-- Start Source document --
NYT: ‘Grand Bargain’ Saves the Detroit Institute of Arts.

DETROIT — With his decision on Friday approving this city’s federal bankruptcy plan, Judge Steven W. Rhodes — aided by nearly a billion dollars in private and state rescue money — ended an unprecedented threat to the Detroit Institute of Arts, whose world-class paintings and sculpture could have been parceled off at auction to help pay city debt.

Yet, in a very real sense, the ruling ends a threat to the museum’s existence that stretches back not just two years, when the city began to tumble toward insolvency, but almost a century, to 1919. That was the year the donation-starved institute became a municipal department, linking its fortunes to those of a city whose finances would be highly unstable.

A plan to save the collection from sale — which came together over the last several months and is being called “the grand bargain” — raised more than $800 million from foundations, private donors and the State of Michigan essentially to ransom the museum from city ownership. The bargain provided the money to help save public workers’ pensions, as long as the museum was protected and owned by an independent charitable trust, as are most large American museums.

“It’s a wonderful feeling to know we’re not going to be under city ownership any longer,” said Annmarie Erickson, the museum’s chief operating officer. “There were times over the years when even members of our own board would say, ‘Why don’t we sell a piece of art to put a scab on our financial wounds.’ And you know that if your own board members come to that, you’ve been in deep trouble for a long time.”

Within months, or possibly weeks, the institute’s officials said, ownership of its Beaux-Arts building and collection will be transferred to a trust. And with the approval in 2012 by three surrounding counties of a tax to help pay for operations, the museum is on its soundest financial footing in many years.

But it is nonetheless emerging from the bankruptcy deeply wounded. It had to spend what Ms. Erickson, in an interview, would characterize only as “several million dollars” on lawyers who were prepared to defend the collection in court, and on arrangements for appraisals by Christie’s auction house and others that put price tags on paintings as the city’s creditors clamored for them to be sold. The museum’s fund-raising for its operating endowment — which stands at $119 million, far below that of other museums its size, with about $71 million more for acquisitions — was suspended during the bankruptcy threat. And because the museum itself was required to raise almost $100 million as its part of the “grand bargain,” it now faces many benefactors who have dug deeper into their pockets than ever before and may not be able to give again soon.
-- End Source document --
Problem a: Update the rows from the line containing "# trace the outline of every instance of the lamp" through the end of the rows, replacing "lamp post" with "streetlight" and changing nothing else. Return only those lines.
The article above and the rows that come next are independent materials.
-- Start Supplied material --
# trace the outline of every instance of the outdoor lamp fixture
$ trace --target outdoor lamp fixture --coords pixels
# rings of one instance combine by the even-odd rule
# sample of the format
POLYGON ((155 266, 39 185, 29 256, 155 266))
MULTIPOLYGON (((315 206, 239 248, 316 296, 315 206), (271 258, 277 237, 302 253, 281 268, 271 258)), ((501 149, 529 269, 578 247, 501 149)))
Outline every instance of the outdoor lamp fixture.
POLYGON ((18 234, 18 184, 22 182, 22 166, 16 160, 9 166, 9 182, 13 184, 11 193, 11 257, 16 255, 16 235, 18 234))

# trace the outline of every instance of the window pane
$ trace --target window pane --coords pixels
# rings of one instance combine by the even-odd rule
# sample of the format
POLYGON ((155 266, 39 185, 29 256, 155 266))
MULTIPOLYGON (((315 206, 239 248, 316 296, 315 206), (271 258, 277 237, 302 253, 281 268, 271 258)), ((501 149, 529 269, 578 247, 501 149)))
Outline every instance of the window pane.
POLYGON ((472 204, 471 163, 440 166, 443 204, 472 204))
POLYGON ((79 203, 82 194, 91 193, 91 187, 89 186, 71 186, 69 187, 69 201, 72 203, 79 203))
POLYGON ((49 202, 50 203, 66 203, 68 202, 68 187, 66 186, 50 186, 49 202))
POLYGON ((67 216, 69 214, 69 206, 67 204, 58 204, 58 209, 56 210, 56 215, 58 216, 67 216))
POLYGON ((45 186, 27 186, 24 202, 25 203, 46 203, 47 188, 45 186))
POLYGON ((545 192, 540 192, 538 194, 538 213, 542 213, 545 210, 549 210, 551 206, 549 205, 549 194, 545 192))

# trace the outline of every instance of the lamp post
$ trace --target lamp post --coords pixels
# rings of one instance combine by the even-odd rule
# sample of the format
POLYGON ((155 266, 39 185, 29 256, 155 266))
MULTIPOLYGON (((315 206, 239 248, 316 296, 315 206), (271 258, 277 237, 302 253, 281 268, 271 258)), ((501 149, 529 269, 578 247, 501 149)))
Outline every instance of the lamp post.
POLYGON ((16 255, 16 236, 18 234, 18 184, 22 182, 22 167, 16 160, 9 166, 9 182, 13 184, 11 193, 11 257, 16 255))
-- End Supplied material --
Problem b: Carry the article on the Detroit Institute of Arts and the "grand bargain" further, continuing from its last sentence.

Task result a:
# trace the outline of every instance of the streetlight
$ trace --target streetlight --coords pixels
# rings of one instance combine by the even-odd rule
# sample of the format
POLYGON ((155 266, 39 185, 29 256, 155 266))
MULTIPOLYGON (((315 206, 239 248, 316 296, 315 206), (271 258, 277 237, 302 253, 281 268, 271 258)), ((501 149, 529 269, 578 247, 501 149)))
Outline every instance of the streetlight.
POLYGON ((16 255, 16 236, 18 234, 18 184, 22 182, 22 167, 16 160, 9 166, 9 182, 13 184, 11 193, 11 257, 16 255))

Task result b:
“When we redirect our efforts back toward our endowment, what are we going to find?” Eugene A. Gargaro, the museum’s chairman for more than a decade, wondered. “That’s a daunting challenge.”

Graham W. J. Beal, the museum’s director, president and chief executive, added, “Clearly it does take a number of major donors off the table for us.”

The museum’s long-range goal is to raise its endowment to $600 million — by contrast, that of the Cleveland Museum of Art is more than $700 million — to be able to support its annual operations once the county tax expires, eight years from now. But that goal has been set back by almost two years.

“It’s hard to say, but I would like to think that we’d be well north of $200 million now in the endowment, if this hadn’t happened,” Ms. Erickson said of the threat. “We just had our first strategic planning meeting since this all began. How do you plan for the future when you don’t know if you’re going to have a future?”

The museum’s future has been uncertain almost from the moment of its founding, in 1885. A few years after it opened its doors, it became enmeshed in a lawsuit that led to a loss of city appropriations, putting it in budgetary straits. In 1955, even as the automotive industry was booming, and Detroit’s population was near its high, the city stopped giving the museum money for acquisitions — and never provided any again. In 1973, during an economic downturn, the institute had to close temporarily.

And even during good times, such as a $180 million expansion and renovation several years ago, the museum couldn’t seem to catch a break: The discovery of asbestos led to $40 million in extra costs, Mr. Gargaro recounted.

At the same time, the museum always knew that it held one of the most lucrative portable sources of income in the coffers of a city that was on its way to being $18 billion in debt. Appraisals during the bankruptcy threat put the value of the collection at as much as $4.6 billion, and some individual works were highly attractive to those who wanted to monetize the collection; Pieter Bruegel the Elder’s “The Wedding Dance,” for example, one of only five Bruegels in American museum collections, could have been worth as much as $200 million if sold.

In interviews, Mr. Gargaro and others, including the museum’s lawyers, described the last two years as harrowing, a situation so volatile that the institute was close several times to going to court to try to protect the integrity of its collection.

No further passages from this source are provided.